Available records:
#####

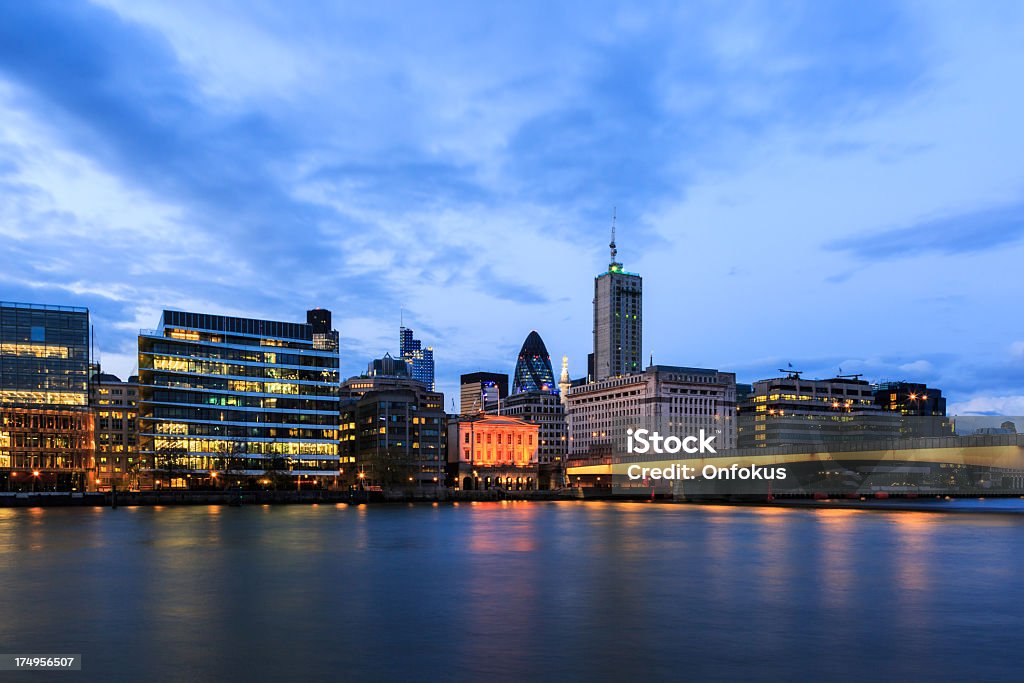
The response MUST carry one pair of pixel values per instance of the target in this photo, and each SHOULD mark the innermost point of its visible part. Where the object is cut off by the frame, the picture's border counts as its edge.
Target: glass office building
(45, 423)
(238, 399)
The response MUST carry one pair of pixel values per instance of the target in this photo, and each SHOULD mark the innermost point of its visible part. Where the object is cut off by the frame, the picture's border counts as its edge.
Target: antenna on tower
(611, 245)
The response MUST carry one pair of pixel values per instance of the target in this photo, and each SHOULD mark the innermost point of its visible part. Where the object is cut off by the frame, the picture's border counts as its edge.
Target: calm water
(510, 591)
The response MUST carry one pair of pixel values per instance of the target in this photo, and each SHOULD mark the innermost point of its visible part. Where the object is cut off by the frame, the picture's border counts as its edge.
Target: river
(503, 591)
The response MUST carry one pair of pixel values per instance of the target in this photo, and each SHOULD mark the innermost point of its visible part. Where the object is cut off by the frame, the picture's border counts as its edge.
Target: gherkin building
(532, 370)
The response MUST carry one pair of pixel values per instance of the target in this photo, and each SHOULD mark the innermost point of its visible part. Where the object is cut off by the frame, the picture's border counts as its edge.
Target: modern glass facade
(238, 397)
(532, 370)
(421, 360)
(45, 424)
(392, 430)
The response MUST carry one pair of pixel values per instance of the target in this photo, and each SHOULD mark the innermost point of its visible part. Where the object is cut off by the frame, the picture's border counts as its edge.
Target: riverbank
(235, 498)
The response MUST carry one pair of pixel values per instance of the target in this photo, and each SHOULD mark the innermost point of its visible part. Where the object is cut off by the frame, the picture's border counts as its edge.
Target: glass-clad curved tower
(532, 370)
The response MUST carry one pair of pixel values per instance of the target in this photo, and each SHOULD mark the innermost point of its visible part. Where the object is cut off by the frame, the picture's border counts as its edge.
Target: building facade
(226, 399)
(536, 398)
(910, 398)
(481, 392)
(547, 412)
(420, 359)
(794, 411)
(670, 399)
(46, 428)
(617, 322)
(115, 412)
(392, 432)
(493, 452)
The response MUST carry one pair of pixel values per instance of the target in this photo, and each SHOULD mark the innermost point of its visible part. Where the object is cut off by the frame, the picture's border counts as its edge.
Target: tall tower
(617, 318)
(421, 360)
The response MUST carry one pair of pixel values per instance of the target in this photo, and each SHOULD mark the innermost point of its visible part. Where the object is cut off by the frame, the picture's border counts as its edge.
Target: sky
(830, 184)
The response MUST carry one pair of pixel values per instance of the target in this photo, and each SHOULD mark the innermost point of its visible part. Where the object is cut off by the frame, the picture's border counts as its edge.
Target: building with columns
(493, 452)
(670, 399)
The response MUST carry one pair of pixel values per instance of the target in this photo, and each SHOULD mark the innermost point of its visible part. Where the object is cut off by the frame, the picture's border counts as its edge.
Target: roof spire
(611, 245)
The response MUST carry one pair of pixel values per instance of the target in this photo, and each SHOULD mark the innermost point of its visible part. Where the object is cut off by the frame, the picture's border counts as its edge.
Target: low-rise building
(115, 415)
(670, 399)
(392, 430)
(794, 411)
(493, 452)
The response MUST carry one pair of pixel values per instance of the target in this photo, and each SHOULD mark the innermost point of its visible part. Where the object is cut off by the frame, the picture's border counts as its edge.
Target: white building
(667, 398)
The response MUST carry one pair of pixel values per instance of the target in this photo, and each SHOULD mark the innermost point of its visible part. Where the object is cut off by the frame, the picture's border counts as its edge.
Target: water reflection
(514, 590)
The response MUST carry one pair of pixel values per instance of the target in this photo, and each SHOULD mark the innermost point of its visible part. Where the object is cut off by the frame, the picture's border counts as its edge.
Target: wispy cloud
(249, 159)
(967, 232)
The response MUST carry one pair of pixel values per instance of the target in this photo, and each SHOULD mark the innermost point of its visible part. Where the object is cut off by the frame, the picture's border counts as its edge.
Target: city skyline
(837, 188)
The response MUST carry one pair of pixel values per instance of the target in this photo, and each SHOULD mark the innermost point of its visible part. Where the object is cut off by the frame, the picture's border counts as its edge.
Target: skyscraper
(617, 319)
(532, 369)
(480, 392)
(421, 360)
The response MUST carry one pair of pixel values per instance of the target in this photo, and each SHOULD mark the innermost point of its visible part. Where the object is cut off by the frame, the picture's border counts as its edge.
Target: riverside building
(46, 428)
(617, 321)
(481, 392)
(420, 359)
(670, 399)
(392, 428)
(115, 410)
(493, 452)
(794, 411)
(225, 399)
(536, 399)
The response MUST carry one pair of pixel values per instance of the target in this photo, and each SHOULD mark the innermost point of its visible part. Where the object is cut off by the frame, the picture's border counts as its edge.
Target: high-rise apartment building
(46, 430)
(237, 397)
(617, 321)
(420, 359)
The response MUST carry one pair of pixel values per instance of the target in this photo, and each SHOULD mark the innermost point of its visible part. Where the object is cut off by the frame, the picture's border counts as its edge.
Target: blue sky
(828, 184)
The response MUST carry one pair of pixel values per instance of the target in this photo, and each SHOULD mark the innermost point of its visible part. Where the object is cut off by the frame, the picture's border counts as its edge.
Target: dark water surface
(592, 591)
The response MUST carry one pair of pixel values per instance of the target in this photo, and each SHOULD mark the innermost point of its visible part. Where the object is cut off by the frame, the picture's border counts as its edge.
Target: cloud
(245, 159)
(961, 233)
(1010, 406)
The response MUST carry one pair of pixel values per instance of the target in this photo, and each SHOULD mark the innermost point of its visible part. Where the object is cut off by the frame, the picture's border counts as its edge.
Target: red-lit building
(493, 452)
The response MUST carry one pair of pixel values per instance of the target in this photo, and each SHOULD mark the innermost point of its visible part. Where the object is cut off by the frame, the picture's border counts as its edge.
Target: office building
(617, 321)
(670, 399)
(420, 359)
(536, 398)
(388, 367)
(223, 399)
(532, 368)
(493, 452)
(794, 411)
(481, 392)
(392, 431)
(115, 412)
(46, 428)
(909, 398)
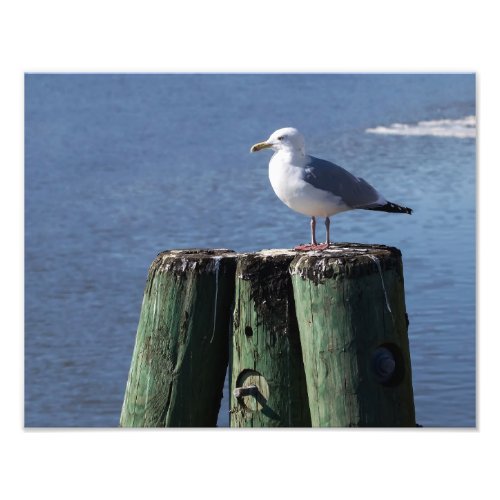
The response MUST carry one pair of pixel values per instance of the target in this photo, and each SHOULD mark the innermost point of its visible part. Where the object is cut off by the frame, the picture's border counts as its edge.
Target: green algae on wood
(351, 313)
(181, 352)
(266, 351)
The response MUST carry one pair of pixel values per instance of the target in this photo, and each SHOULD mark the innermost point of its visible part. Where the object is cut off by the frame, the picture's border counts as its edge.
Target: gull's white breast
(288, 184)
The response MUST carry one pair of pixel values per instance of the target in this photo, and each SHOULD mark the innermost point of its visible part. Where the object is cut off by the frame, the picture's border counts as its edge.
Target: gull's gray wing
(354, 191)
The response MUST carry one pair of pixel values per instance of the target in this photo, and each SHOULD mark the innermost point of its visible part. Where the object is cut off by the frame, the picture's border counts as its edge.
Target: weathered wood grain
(181, 351)
(266, 347)
(350, 302)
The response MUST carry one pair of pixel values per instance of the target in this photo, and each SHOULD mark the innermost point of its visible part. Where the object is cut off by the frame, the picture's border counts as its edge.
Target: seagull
(316, 187)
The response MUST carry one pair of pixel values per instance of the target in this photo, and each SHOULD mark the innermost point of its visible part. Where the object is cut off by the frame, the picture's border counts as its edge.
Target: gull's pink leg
(313, 231)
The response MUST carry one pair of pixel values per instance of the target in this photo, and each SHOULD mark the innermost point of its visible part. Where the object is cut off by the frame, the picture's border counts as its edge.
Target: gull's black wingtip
(392, 208)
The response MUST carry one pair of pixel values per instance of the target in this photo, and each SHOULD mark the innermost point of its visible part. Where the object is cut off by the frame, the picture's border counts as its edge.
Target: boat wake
(462, 128)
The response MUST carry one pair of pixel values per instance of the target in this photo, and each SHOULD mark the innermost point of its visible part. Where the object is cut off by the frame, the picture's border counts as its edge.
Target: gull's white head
(284, 139)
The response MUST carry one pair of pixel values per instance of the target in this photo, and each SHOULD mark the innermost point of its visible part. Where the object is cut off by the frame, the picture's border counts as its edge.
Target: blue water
(121, 167)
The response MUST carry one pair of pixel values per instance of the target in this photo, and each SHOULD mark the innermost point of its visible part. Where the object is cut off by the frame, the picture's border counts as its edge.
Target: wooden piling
(316, 338)
(350, 308)
(181, 351)
(268, 381)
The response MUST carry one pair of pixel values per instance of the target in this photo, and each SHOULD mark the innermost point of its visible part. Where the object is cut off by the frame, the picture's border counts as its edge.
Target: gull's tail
(391, 207)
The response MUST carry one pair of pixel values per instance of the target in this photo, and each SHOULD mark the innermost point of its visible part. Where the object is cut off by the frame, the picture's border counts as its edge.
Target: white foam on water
(462, 128)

#####

Your instructions: Return every line of the rows above that contains the string "water". Case counts.

Answer to this task:
Target: calm water
Target: water reflection
Target: dark water surface
Target: blue water
Target: white foam on water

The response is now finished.